Repeat, exactly and alone, every line from the line that contains "the man's face" to the end of the entries.

▼

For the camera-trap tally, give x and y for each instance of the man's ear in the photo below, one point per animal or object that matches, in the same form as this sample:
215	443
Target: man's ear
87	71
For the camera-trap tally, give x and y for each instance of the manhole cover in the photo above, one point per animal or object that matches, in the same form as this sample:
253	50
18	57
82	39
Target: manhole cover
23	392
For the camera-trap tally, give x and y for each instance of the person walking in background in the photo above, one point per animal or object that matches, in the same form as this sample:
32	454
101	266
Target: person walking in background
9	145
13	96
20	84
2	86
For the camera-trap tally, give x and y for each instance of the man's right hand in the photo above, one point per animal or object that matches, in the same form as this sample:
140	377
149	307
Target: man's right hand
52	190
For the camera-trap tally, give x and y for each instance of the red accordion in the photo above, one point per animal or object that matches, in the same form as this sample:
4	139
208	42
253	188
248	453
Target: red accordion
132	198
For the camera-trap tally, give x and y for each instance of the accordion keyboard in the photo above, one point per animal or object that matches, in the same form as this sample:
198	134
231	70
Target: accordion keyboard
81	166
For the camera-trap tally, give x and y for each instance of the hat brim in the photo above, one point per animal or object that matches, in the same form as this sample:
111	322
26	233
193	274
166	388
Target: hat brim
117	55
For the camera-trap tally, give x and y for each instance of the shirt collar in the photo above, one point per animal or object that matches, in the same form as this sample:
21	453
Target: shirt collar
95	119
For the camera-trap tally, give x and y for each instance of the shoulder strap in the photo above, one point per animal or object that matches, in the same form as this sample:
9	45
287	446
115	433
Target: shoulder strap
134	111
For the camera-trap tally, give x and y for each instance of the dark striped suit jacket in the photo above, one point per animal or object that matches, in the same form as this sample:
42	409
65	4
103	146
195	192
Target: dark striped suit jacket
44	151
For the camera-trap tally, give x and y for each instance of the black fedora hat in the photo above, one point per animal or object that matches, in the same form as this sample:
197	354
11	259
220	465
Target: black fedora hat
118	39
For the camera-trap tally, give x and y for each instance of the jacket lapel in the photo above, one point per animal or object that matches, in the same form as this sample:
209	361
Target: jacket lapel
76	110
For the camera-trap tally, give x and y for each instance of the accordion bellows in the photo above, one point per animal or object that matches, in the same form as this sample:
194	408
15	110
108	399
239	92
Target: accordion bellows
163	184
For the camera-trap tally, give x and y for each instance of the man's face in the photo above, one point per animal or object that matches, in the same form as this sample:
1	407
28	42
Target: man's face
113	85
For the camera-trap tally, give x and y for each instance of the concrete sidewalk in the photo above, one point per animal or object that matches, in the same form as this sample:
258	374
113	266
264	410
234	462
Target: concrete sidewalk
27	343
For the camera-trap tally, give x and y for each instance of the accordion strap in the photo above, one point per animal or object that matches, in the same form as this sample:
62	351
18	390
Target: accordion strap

▲

THE OUTPUT:
For the camera-trap tally, give x and y for each instance of the man's face in the photo above, one point per animal or object that matches, in the same form as this sample:
1	407
28	42
Target: man's face
113	85
For the camera-trap tally, give x and y for each instance of the concrete sidewalk in the photo above, one point per animal or object that matches, in the same form as this sample:
258	374
113	266
264	410
234	462
Target: concrete sidewalk
27	343
For the camera-trap tally, give x and y for each instance of the accordion strap in the photo above, one point per animal or object that matches, in the same form as this sample:
62	351
18	390
Target: accordion strap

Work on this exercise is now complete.